▶ WORK REQUEST:
The records are to be restated in their entirety, word for word.

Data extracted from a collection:

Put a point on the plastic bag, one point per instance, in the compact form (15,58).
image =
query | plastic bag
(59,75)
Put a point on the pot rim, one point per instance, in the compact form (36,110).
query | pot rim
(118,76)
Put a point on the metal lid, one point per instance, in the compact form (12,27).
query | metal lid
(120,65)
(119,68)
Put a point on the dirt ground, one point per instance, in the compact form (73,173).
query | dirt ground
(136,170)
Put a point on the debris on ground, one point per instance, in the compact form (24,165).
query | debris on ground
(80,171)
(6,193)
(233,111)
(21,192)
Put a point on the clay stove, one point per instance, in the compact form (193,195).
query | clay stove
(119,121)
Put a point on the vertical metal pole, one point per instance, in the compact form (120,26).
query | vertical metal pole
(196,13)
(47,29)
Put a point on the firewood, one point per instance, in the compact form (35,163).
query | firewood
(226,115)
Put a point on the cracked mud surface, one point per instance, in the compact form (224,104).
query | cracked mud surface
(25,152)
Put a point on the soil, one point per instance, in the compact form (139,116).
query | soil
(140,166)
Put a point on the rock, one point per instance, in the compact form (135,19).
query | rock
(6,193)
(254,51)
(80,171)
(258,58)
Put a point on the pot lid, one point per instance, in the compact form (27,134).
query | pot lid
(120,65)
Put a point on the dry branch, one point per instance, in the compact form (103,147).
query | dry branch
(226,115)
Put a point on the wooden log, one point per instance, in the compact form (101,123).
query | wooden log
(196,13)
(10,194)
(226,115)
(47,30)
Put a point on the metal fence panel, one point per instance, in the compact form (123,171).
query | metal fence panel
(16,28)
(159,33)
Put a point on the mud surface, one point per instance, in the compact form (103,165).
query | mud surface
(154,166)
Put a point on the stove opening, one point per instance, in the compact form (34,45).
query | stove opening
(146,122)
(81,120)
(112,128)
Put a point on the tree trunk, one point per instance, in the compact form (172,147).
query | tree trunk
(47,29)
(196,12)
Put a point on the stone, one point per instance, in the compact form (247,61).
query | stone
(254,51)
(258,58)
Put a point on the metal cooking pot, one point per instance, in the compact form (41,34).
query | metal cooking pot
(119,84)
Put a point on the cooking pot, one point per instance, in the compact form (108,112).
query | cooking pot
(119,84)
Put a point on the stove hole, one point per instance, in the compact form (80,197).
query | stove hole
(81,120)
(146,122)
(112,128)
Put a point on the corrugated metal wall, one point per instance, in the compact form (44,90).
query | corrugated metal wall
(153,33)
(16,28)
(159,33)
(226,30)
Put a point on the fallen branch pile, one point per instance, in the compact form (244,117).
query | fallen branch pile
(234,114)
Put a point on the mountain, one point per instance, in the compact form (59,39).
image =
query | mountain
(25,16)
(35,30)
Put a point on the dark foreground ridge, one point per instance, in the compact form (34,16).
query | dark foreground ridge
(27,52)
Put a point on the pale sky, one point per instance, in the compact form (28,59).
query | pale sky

▶ RESULT BELOW:
Put a point on the plastic bag, one point per instance, in the compact form (15,58).
image =
query | plastic bag
(59,75)
Put a point on the pot rim, one point per instance, in the compact form (36,110).
query | pot rim
(118,76)
Put a point on the metal lid, one point per instance, in the compact form (12,27).
query | metal lid
(120,65)
(119,68)
Put a point on the dirt ground, one point per instance, in the compact form (73,173).
query | dirt ground
(136,170)
Put a point on the debris on ground, one point per instance, in the compact form (24,165).
query | debris on ground
(80,171)
(6,193)
(233,111)
(21,192)
Put a point on the clay stove, one point per instance, in the compact form (193,195).
query | clay stove
(119,121)
Put a point on the vertical metal pole, one point per instance, in the compact form (120,26).
query | vertical metal pole
(196,13)
(47,29)
Put a point on the firewood, one point per instance, in the compact form (35,163).
query | firewood
(226,115)
Put a point on the cracked mud surface, one point per instance, in the compact form (224,104).
query | cracked mud surface
(25,152)
Put a point on the soil, one point per instance, in the compact form (139,116).
query | soil
(140,166)
Put a point on the rock, one point per instance, in the compact form (135,19).
query | rock
(6,193)
(254,51)
(80,171)
(258,58)
Put a point on the pot lid, one point per instance, in the compact form (27,134).
query | pot lid
(120,65)
Put a point on the dry branch, one point per instance, in the compact form (103,147).
query | dry branch
(226,115)
Put a point on the wooden log, one point per instance, in the compact form (101,123).
query | wooden log
(196,13)
(10,194)
(226,115)
(47,30)
Put a point on the metal fence panel, one point per instance, in the compact form (123,171).
query | metal fence panel
(16,28)
(159,33)
Put a point on the mud surface, one point per instance, in the compact form (103,165).
query | mud surface
(154,166)
Put a point on the stove opening, one point per instance, in the compact form (34,45).
query | stove opening
(146,122)
(81,120)
(112,128)
Put a point on the tree trunk, one point per instance, in the compact form (172,147).
query | tree trunk
(47,29)
(196,12)
Put a point on the stone, one point per instance, in the compact form (247,61).
query | stone
(254,51)
(258,58)
Put a point on the metal cooking pot, one point per instance, in the compact form (41,34).
query | metal cooking pot
(119,84)
Put a point on the cooking pot, one point per instance, in the compact form (108,112).
query | cooking pot
(119,84)
Put a point on the stove hole, one point per instance, in the compact form (80,197).
query | stove hole
(81,120)
(146,122)
(112,128)
Put a point on the corrugated metal wall, one point per instance, in the compact form (44,90).
query | corrugated metal wall
(153,33)
(16,28)
(159,33)
(226,30)
Put a point on the fallen branch pile, one point per instance, in the compact form (244,117).
query | fallen branch pile
(234,114)
Put a point on the mountain, one point per instance, in the compact form (59,39).
image =
query | mountain
(25,16)
(35,30)
Put a point on the dark foreground ridge, one point per instance, in the compact form (34,16).
query | dark foreground ridge
(27,52)
Put a point on the pale sky, one point per instance, in the compact form (28,59).
query | pale sky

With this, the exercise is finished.